══ DATA UNDER STUDY ══
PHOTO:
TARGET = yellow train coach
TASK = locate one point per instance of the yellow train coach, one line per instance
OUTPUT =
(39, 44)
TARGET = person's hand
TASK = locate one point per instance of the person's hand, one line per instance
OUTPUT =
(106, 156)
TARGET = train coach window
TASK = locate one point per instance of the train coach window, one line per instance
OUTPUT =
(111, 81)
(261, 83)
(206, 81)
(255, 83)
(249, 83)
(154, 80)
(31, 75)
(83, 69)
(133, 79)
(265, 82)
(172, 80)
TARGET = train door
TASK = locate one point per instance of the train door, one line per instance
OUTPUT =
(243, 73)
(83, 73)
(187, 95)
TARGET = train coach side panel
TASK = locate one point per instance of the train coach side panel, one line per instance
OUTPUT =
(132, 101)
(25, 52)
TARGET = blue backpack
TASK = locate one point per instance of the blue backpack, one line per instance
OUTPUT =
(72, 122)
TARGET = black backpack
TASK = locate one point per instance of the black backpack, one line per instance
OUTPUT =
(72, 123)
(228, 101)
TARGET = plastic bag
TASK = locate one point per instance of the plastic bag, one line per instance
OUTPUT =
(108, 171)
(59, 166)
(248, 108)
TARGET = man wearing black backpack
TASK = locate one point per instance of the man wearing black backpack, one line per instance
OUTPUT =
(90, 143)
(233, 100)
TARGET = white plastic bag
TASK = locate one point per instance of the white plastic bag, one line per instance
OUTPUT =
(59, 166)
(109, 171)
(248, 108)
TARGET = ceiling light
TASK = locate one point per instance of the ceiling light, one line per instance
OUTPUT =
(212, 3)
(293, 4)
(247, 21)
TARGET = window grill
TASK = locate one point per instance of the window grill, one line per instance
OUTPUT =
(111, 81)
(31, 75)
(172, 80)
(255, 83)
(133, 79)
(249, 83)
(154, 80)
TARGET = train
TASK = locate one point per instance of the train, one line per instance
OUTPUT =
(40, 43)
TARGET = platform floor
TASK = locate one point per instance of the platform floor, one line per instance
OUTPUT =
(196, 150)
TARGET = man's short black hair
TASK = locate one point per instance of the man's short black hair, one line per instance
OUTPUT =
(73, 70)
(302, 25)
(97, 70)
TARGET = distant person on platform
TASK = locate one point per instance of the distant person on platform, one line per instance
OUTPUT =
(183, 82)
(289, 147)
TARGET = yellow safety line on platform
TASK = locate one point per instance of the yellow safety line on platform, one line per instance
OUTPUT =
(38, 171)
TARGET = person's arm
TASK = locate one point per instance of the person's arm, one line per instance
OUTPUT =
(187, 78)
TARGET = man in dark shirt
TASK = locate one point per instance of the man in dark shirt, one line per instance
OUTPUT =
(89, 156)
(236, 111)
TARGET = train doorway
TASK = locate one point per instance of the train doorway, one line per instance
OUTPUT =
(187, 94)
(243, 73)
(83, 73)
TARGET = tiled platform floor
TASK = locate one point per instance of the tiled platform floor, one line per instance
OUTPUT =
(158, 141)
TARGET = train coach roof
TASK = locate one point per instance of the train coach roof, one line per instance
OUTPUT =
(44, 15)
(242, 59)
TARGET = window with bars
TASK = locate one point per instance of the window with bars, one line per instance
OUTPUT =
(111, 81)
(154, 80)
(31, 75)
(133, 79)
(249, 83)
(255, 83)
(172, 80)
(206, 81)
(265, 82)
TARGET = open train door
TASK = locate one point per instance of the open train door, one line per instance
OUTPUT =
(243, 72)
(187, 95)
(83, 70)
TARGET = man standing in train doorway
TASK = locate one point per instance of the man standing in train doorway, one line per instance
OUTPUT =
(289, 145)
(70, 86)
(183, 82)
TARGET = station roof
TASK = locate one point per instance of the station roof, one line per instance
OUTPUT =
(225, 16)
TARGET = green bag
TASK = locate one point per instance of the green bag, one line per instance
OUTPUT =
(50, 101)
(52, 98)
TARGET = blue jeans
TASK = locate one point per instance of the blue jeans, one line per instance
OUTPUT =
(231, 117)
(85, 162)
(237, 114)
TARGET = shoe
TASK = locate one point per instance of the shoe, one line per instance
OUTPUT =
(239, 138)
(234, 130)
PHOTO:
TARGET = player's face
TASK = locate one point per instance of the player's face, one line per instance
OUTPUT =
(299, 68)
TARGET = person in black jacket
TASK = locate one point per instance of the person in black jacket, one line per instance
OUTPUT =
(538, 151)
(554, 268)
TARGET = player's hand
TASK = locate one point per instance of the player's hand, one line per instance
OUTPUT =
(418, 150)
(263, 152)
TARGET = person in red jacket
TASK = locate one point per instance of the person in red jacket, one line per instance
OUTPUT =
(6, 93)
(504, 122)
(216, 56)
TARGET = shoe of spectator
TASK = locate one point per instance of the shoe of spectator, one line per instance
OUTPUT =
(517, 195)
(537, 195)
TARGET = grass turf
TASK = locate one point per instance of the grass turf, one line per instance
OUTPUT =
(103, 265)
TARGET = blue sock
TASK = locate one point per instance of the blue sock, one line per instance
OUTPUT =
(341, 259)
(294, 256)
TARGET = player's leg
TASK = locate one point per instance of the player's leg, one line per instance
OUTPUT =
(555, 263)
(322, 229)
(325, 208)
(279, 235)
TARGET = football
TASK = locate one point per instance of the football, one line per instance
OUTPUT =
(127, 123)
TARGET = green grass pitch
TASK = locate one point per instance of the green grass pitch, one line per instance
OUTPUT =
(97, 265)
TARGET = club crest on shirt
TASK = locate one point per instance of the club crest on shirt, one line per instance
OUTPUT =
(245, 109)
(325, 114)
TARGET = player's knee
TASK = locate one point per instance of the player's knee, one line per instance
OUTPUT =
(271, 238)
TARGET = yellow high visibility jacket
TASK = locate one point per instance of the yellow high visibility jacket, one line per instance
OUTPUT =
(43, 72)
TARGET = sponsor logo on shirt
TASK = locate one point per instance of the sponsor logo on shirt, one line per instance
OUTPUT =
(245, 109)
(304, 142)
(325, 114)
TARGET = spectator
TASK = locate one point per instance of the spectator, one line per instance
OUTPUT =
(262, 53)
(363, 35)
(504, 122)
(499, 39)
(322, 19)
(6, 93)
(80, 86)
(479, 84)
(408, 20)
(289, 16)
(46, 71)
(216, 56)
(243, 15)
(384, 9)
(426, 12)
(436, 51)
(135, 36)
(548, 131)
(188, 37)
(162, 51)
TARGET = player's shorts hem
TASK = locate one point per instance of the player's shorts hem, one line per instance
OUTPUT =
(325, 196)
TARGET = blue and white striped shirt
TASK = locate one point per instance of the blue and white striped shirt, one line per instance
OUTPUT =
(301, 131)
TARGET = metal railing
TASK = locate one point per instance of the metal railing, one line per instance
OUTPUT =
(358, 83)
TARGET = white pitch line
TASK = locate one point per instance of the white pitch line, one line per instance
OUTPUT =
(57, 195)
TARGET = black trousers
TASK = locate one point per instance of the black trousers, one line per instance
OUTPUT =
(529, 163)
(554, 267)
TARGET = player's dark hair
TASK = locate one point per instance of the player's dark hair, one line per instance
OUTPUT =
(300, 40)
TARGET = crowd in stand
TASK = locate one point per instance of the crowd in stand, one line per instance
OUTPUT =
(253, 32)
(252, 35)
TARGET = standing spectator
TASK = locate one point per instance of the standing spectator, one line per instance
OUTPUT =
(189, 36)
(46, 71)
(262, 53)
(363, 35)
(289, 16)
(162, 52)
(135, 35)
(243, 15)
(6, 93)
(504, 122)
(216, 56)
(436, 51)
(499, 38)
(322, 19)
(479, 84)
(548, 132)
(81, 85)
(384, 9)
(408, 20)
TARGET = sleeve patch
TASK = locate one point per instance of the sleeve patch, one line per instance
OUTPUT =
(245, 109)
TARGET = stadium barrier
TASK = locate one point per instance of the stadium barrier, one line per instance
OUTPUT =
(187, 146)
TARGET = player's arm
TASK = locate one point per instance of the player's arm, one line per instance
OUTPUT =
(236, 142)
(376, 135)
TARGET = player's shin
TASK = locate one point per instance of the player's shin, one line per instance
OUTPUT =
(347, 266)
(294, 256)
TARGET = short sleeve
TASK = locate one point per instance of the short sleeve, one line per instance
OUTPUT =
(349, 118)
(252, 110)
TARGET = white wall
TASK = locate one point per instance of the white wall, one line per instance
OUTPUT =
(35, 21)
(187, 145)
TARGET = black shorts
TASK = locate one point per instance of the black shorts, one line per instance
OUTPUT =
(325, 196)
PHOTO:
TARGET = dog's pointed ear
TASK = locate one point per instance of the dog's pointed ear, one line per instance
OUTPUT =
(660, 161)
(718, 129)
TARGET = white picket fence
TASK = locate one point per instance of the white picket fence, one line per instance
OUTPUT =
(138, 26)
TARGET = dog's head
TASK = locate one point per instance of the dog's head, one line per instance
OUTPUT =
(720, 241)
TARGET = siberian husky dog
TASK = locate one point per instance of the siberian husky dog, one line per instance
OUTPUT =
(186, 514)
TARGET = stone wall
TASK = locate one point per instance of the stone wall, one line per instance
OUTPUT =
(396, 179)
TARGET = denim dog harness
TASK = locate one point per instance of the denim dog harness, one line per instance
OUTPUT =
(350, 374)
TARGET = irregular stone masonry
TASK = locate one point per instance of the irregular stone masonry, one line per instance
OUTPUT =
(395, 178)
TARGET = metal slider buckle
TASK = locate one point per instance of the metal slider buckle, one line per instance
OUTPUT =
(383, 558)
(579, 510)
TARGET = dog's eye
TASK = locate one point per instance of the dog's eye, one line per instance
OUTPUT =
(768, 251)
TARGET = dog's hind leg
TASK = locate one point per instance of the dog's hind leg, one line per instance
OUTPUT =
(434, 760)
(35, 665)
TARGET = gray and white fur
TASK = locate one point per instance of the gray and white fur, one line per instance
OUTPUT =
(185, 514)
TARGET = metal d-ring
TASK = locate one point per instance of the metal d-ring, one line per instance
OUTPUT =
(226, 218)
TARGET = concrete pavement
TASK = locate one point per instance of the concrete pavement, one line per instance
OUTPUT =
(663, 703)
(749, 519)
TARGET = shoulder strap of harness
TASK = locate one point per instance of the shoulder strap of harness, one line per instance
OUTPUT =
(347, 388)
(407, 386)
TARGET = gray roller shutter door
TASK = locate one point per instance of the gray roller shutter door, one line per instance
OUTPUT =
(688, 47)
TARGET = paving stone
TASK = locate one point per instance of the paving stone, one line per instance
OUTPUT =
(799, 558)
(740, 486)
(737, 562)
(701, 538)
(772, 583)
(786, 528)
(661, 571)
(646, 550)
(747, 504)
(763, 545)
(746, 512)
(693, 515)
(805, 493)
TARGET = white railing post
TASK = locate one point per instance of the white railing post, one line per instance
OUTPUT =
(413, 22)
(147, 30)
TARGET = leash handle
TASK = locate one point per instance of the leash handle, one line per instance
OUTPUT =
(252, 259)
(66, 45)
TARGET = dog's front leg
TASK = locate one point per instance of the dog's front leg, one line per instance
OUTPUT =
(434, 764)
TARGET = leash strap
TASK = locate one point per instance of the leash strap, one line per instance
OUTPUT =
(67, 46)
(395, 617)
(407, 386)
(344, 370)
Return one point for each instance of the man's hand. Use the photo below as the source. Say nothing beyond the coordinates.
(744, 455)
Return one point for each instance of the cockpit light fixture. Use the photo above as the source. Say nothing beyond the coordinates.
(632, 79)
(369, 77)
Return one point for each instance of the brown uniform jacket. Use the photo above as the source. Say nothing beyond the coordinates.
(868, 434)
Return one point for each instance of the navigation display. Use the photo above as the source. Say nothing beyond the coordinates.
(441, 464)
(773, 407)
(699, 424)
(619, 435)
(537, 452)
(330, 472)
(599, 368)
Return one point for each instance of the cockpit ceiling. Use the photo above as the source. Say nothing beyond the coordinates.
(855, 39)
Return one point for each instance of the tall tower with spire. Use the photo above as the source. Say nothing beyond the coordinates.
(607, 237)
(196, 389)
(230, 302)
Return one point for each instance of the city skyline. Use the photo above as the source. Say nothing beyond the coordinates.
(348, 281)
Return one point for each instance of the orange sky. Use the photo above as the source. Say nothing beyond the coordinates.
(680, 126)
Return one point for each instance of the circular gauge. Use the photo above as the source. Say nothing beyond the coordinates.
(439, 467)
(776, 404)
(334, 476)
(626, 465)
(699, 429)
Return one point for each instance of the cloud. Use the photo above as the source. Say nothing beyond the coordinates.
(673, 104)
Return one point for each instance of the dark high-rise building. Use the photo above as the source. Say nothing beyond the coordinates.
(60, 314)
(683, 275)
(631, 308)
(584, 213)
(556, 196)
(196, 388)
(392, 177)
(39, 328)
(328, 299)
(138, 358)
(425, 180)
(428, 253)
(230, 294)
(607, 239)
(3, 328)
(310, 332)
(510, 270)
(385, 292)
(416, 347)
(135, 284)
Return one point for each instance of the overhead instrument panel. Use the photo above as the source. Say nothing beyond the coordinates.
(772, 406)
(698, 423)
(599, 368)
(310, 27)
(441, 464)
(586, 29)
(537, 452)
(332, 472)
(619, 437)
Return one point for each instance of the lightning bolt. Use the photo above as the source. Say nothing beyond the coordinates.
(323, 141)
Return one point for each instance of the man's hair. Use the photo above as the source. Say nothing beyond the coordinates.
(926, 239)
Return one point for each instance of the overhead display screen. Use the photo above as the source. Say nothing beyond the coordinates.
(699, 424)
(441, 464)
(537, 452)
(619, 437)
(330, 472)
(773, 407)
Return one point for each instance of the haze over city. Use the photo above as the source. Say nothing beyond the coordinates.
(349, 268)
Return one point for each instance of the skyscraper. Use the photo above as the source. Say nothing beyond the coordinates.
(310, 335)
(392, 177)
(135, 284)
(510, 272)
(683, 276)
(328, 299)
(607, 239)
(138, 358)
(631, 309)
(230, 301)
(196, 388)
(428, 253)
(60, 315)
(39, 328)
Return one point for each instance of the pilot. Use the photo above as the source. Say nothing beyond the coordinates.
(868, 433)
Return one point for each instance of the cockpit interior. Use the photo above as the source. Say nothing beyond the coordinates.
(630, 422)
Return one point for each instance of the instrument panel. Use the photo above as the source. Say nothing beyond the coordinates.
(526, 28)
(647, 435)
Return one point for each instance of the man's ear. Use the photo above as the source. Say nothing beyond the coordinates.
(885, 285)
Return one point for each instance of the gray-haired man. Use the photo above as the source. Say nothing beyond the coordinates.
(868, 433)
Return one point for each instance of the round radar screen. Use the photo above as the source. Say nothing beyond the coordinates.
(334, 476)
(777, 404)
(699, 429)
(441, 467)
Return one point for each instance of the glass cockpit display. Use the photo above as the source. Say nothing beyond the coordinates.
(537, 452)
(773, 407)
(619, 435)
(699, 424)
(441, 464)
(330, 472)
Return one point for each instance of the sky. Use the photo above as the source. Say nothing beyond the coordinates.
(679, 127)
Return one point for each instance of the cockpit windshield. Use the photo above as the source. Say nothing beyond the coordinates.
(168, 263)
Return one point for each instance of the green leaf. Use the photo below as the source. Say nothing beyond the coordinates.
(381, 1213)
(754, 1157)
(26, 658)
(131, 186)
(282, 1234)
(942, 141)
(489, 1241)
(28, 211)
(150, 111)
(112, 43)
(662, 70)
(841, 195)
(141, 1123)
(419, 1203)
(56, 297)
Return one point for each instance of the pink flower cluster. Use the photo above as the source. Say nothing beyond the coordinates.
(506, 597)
═══
● WHAT TO WORK ON
Scan the listing above for the line that has "d-ring, one line per instance", then copy exactly from that line through the line that has "TASK = locate one point per instance of the shoulder".

● EXERCISE ANSWER
TASK = locate one point per instance of the metal d-ring, one line per instance
OUTPUT =
(226, 218)
TARGET = concrete pavement
TASK = locate one point per instance of the concrete pavement, one line per instance
OUTPUT =
(663, 703)
(749, 519)
TARGET = shoulder strap of harness
TASK = locate one point per instance of the shoulder strap of harness, one line per instance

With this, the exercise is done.